■ EXERCISE DETAILS: Copy out every line below that contains the string "brick". Treat uppercase and lowercase as different.

++++

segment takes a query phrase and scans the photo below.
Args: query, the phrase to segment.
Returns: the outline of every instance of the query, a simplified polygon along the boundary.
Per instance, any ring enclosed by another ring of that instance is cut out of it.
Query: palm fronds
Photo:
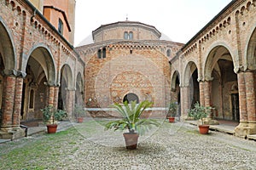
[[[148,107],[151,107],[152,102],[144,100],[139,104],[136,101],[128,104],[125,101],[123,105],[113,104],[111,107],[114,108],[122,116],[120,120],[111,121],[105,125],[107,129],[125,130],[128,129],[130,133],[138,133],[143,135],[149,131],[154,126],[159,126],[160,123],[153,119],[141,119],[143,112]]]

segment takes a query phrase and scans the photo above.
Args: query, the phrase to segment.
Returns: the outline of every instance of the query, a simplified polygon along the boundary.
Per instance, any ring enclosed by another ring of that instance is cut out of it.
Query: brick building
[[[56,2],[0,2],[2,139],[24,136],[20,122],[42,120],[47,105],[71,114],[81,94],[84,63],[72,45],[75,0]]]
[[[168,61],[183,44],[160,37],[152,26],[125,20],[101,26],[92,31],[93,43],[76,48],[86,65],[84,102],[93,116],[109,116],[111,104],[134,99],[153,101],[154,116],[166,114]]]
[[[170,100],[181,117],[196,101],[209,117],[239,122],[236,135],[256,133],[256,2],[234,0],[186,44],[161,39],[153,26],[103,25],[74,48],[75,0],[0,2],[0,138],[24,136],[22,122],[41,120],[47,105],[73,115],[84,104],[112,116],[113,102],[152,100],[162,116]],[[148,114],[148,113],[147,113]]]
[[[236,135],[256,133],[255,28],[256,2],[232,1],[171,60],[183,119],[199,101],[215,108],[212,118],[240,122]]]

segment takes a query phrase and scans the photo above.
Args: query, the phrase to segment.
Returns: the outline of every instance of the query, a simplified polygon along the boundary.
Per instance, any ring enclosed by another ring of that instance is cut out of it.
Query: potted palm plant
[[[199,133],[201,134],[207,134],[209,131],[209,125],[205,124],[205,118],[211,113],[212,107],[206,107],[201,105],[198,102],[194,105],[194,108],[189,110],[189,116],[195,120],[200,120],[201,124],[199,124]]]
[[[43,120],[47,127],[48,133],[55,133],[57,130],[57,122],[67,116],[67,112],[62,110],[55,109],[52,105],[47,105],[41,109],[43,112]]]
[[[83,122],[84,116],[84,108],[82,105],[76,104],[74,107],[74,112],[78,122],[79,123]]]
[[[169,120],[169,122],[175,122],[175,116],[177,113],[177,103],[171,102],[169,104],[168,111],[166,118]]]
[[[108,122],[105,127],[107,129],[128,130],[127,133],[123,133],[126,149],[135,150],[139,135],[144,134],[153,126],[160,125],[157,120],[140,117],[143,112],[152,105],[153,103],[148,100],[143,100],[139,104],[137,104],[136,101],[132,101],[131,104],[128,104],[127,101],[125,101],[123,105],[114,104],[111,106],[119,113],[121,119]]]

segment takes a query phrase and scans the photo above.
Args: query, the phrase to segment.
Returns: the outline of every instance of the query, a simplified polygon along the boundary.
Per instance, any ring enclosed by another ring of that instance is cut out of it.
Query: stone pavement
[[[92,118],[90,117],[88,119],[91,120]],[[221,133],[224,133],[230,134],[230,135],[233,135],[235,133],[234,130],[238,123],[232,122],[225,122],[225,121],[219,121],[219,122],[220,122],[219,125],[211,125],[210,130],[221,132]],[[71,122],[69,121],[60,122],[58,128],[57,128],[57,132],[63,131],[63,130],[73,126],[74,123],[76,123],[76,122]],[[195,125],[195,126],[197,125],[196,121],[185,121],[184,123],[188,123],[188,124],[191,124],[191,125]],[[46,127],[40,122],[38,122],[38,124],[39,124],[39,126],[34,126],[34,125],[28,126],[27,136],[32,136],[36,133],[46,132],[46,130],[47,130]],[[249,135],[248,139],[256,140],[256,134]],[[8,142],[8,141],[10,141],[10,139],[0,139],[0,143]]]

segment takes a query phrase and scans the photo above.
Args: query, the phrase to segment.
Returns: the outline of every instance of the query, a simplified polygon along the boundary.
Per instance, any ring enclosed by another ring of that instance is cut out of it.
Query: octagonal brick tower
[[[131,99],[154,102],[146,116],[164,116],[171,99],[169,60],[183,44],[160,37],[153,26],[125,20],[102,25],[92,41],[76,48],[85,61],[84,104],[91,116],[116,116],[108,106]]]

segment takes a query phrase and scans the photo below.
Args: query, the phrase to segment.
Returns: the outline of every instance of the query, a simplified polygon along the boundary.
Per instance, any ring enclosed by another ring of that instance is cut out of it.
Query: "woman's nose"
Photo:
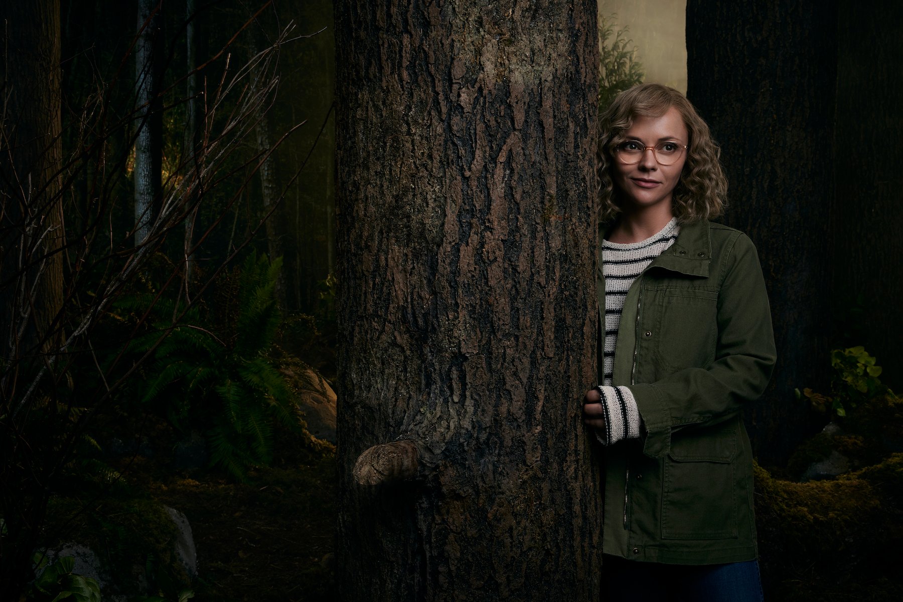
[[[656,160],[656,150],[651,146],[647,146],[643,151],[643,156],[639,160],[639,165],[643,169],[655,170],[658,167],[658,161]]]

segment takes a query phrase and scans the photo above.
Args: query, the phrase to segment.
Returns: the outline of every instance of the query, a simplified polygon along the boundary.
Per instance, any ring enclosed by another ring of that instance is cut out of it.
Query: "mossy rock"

++++

■ WRITTEN SOLUTION:
Query: brick building
Query: octagonal brick tower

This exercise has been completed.